* **ASSIGNMENT**
Look for the line containing "Phrase: evergreen tree foliage" in the entries below, then print that line and all that follow it exactly.
Segment Open
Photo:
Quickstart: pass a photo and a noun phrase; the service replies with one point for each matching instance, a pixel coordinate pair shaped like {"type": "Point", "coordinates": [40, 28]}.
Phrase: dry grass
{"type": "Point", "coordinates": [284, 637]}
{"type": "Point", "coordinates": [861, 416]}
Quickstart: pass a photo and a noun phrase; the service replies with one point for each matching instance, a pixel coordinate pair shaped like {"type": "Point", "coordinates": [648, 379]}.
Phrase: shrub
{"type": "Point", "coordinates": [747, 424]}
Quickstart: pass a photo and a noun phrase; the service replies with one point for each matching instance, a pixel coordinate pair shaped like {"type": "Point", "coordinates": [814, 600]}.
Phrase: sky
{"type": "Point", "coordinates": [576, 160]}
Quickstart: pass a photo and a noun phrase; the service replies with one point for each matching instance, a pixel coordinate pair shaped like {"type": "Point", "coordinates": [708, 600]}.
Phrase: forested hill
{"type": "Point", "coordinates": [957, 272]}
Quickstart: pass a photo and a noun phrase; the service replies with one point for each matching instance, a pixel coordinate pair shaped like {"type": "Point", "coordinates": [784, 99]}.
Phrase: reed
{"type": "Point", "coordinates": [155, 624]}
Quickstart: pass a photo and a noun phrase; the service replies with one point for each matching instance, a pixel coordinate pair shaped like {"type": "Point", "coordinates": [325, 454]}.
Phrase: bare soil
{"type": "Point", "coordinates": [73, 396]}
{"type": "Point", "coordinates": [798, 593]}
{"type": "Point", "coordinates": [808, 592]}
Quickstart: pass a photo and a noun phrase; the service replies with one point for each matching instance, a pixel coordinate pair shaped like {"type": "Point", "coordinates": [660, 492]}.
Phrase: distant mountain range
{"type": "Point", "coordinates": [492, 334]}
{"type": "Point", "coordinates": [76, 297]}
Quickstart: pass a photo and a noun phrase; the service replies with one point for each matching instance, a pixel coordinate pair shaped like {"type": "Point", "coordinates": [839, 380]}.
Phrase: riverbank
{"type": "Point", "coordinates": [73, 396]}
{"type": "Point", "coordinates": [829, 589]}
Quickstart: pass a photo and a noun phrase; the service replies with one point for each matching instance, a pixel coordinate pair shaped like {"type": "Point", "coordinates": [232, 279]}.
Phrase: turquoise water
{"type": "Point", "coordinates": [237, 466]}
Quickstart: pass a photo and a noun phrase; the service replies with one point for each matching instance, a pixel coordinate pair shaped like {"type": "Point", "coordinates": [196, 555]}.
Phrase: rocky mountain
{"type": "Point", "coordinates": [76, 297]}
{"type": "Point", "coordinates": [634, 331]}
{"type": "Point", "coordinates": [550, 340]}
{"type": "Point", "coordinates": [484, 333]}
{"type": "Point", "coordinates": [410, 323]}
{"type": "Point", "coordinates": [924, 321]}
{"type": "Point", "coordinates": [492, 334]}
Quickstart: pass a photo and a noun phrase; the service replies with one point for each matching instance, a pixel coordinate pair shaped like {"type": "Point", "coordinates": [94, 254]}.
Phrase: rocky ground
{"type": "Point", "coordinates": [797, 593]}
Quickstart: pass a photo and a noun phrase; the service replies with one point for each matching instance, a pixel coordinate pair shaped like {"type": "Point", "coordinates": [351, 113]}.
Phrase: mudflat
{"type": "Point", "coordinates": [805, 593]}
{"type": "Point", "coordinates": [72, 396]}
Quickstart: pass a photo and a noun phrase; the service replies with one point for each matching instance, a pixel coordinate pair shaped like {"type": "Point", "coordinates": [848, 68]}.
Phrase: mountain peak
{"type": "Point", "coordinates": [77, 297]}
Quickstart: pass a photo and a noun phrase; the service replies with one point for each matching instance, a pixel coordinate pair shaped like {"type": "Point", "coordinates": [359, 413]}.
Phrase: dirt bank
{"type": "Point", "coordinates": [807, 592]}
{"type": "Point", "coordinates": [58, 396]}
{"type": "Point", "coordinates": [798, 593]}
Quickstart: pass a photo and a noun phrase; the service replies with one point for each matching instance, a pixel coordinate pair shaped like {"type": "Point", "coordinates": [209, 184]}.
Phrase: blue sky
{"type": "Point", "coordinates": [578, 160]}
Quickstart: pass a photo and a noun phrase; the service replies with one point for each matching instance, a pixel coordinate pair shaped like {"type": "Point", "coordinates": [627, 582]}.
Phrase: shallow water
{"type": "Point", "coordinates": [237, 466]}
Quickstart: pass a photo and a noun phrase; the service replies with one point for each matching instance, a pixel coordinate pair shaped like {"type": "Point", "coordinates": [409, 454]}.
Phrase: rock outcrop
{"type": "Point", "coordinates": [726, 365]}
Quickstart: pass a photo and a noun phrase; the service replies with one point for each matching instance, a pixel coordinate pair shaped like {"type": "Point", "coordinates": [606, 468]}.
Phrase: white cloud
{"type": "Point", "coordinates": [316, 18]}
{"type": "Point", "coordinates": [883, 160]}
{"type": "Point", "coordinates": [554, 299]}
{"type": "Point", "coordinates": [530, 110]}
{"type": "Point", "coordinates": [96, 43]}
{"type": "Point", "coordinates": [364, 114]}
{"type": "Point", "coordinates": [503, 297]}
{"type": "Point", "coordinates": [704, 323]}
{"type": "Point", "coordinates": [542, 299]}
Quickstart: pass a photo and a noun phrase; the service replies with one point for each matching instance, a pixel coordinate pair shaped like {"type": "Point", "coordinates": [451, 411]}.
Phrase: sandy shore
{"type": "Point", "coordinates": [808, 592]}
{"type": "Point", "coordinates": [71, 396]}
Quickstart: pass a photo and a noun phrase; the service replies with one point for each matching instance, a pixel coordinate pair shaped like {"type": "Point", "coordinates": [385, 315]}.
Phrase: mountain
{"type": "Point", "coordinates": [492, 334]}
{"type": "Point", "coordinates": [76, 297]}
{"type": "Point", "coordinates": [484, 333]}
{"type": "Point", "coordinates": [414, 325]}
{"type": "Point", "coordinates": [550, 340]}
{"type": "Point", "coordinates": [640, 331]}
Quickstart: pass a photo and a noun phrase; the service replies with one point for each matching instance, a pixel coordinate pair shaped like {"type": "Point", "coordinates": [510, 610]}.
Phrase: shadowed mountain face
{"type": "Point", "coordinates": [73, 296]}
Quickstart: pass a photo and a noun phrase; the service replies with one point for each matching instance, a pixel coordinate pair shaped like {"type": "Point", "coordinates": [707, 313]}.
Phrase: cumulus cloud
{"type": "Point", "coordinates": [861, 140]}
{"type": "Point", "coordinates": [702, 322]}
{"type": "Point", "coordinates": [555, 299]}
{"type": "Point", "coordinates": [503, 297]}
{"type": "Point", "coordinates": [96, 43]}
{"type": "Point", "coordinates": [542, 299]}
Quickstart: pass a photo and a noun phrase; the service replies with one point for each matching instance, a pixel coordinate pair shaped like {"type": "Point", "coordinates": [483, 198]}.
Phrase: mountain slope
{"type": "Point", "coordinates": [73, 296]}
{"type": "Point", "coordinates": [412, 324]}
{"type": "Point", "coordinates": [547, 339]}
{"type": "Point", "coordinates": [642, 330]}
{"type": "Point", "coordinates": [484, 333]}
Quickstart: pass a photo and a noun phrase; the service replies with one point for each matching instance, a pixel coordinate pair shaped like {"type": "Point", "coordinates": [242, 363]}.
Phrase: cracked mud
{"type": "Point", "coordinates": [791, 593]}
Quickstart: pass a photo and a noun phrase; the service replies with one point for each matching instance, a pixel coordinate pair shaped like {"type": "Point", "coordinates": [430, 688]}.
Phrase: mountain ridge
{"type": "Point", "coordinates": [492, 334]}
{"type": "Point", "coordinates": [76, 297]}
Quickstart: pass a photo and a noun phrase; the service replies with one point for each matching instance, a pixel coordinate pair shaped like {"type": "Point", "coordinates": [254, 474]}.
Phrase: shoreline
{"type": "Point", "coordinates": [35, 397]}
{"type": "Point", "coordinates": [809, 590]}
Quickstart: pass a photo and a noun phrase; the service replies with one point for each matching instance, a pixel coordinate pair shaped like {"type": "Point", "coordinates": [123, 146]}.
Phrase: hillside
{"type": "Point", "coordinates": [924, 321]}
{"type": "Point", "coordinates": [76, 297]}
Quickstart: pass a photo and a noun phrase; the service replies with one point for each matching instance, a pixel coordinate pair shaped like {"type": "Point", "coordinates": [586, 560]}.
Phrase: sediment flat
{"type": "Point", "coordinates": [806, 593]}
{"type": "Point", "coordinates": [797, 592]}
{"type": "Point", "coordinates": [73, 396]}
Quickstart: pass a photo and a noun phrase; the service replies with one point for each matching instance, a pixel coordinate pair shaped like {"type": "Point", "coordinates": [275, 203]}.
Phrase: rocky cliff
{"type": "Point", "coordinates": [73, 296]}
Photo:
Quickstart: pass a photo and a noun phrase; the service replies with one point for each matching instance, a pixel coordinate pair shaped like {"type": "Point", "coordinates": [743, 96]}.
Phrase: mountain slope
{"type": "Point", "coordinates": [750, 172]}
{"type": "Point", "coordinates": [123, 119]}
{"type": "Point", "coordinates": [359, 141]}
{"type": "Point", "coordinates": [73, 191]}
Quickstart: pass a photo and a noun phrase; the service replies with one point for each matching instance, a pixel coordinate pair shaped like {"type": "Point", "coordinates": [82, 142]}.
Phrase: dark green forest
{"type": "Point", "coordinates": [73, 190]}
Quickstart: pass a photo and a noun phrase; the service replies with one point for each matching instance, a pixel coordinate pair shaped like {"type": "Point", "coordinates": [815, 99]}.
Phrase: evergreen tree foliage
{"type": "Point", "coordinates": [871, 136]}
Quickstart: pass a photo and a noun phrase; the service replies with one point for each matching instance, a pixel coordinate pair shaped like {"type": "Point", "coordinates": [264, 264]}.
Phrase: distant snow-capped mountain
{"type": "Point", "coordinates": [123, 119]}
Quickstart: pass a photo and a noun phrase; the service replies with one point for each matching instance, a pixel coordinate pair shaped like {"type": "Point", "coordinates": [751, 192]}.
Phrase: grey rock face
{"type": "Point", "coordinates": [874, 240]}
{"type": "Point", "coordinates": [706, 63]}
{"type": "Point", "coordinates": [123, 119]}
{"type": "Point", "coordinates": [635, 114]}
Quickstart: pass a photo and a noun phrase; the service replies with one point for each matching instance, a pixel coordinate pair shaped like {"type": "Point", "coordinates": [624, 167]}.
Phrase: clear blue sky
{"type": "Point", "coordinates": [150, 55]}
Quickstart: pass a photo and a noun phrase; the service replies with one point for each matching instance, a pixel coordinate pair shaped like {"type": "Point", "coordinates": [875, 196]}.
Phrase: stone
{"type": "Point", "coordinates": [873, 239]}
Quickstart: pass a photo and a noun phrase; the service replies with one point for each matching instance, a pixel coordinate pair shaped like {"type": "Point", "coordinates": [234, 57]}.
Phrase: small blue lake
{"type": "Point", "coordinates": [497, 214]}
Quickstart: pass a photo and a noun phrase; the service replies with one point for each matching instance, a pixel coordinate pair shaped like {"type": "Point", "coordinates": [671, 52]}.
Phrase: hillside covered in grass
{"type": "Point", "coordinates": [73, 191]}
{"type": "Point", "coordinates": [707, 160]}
Segment Closed
* **EXERCISE ANSWER**
Phrase: evergreen tree foliage
{"type": "Point", "coordinates": [871, 136]}
Quickstart: pass a photo and a noun phrase; the service replies with one point for each matching instance, a pixel coordinate pair shaped like {"type": "Point", "coordinates": [264, 264]}.
Phrase: distant snow-capped mountain
{"type": "Point", "coordinates": [123, 119]}
Quickstart: pass a photo and a noun phrase; the service replies with one point for each matching instance, a pixel coordinate pair shaped like {"type": "Point", "coordinates": [751, 192]}.
Phrase: grey rock face
{"type": "Point", "coordinates": [874, 240]}
{"type": "Point", "coordinates": [706, 63]}
{"type": "Point", "coordinates": [123, 119]}
{"type": "Point", "coordinates": [635, 114]}
Quickstart: pass a photo and a noun phrase; the service replies with one point for each matching instance, a pixel coordinate pair shaped like {"type": "Point", "coordinates": [624, 167]}.
Phrase: clear blue sky
{"type": "Point", "coordinates": [150, 55]}
Quickstart: pass a photo and a noun phrase; the service replies with one point for each matching instance, a pixel coordinate pair shaped like {"type": "Point", "coordinates": [875, 196]}.
Phrase: stone
{"type": "Point", "coordinates": [873, 239]}
Quickstart: pass a photo and a noun phrase; the service replies with one point for each matching instance, a pixel coordinate pair shaped like {"type": "Point", "coordinates": [234, 57]}.
Phrase: small blue lake
{"type": "Point", "coordinates": [497, 214]}
Quickstart: pass a photo and a noun phrase; the service replies with one point for each matching instance, a pixel coordinate pair shaped like {"type": "Point", "coordinates": [671, 52]}.
Phrase: hillside covered in grass
{"type": "Point", "coordinates": [73, 191]}
{"type": "Point", "coordinates": [707, 160]}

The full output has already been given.